See Abstract in PDF, XML, or in the Programme

Hirsch, Brett D.
University of Western Australia
brett.hirsch@gmail.com

Timney, Meagan
University of Victoria
mbtimney.etcl@gmail.com

The need to “encourage digital scholarship” was one of eight key recommendations in Our Cultural Commonwealth: The Report of the American Council of Learned Societies Commission on Cyberinfrastructure for the Humanities and Social Sciences (Unsworth et al). As the report suggested, “if more than a few are to pioneer new digital pathways, more formal venues and opportunities for training and encouragement are needed” (34). In other words, human infrastructure is as crucial as cyberinfrastructure for the future of scholarship in the humanities and social sciences. While the Commission’s recommendation pertains to the training of faculty and early career researchers, we argue that the need extends to graduate and undergraduate students. Despite the importance of pedagogy to the development and long-term sustainability of digital humanities, as yet very little critical literature has been published. Both the Companion to Digital Humanities (2004) and the Companion to Digital Literary Studies (2007), seminal reference works in their own right, focus primarily on the theories, principles, and research practices associated with digital humanities, and not pedagogical issues. There is much work to be done.

This poster presentation will begin by contextualizing the need for a critical discussion of pedagogical issues associated with digital humanities. This discussion will be framed by a brief survey of existing undergraduate and graduate programs and courses in digital humanities (or with a digital humanities component), drawing on the “institutional models” outlined by McCarty and Kirschenbaum (2003). The growth in the number of undergraduate and graduate programs and courses offered reflects both an increasing desire on the part of students to learn about sorts of “transferable skills” and “applied computing” that digital humanities offers (Jessop 2005), and the desire of practitioners to consolidate and validate their research and methods. We propose a volume, Teaching Digital Humanities: Principles, Practices, and Politics, to capitalize on the growing prominence of digital humanities within university curricula and infrastructure, as well as in the broader professional community.

■ ■ ■

» Written request 1
In the records below, rewrite the part that opens with the line containing "Show me where the crop field is." and runs through the end of the records, replacing "crop field" with "farmland" and leaving everything else unchanged.

» Information provided

■ ■ ■

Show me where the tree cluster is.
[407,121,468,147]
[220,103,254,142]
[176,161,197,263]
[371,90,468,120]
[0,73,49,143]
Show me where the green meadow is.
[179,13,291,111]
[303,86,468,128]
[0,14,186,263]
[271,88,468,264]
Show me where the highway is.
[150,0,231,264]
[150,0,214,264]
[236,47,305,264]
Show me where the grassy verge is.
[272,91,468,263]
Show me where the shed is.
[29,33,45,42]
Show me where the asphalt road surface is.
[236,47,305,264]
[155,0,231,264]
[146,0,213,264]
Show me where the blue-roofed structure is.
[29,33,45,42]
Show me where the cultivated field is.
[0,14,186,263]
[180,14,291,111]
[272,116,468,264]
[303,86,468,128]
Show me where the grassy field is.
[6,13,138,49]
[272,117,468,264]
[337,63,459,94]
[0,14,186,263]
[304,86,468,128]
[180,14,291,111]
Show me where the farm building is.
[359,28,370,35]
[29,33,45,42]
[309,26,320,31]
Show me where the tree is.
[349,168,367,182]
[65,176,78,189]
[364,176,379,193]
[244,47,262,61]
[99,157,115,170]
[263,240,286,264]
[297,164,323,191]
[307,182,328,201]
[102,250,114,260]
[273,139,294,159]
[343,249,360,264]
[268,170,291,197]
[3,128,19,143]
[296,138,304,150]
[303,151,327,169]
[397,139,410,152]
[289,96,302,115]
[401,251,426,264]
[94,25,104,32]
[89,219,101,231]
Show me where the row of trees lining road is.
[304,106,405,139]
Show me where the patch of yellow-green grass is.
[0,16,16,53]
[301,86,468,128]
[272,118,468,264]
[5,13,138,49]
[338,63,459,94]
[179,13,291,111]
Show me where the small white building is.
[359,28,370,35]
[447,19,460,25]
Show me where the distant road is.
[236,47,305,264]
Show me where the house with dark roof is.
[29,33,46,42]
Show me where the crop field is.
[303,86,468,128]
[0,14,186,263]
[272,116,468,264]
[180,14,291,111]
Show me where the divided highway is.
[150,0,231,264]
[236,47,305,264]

■ ■ ■

» Written request 2
In the abstract on teaching digital humanities, condense the paragraph beginning "This poster presentation will begin" into a shorter version that retains its main facts.

» Full solution 1
Show me where the farmland is.
[303,86,468,128]
[0,14,186,263]
[272,116,468,264]
[180,14,291,111]
Show me where the divided highway is.
[150,0,231,264]
[236,47,305,264]

» Full solution 2
The poster will set out why pedagogical issues in digital humanities need critical discussion. It will frame that discussion with a brief survey of existing undergraduate and graduate programs and courses, drawing on the "institutional models" of McCarty and Kirschenbaum (2003). The growing number of such offerings reflects two trends. Students increasingly want the "transferable skills" and "applied computing" that digital humanities offers (Jessop 2005). Practitioners want to consolidate and validate their research and methods. The authors propose a volume, Teaching Digital Humanities: Principles, Practices, and Politics, to capitalize on the field's rising prominence in university curricula, in university infrastructure, and in the wider professional community.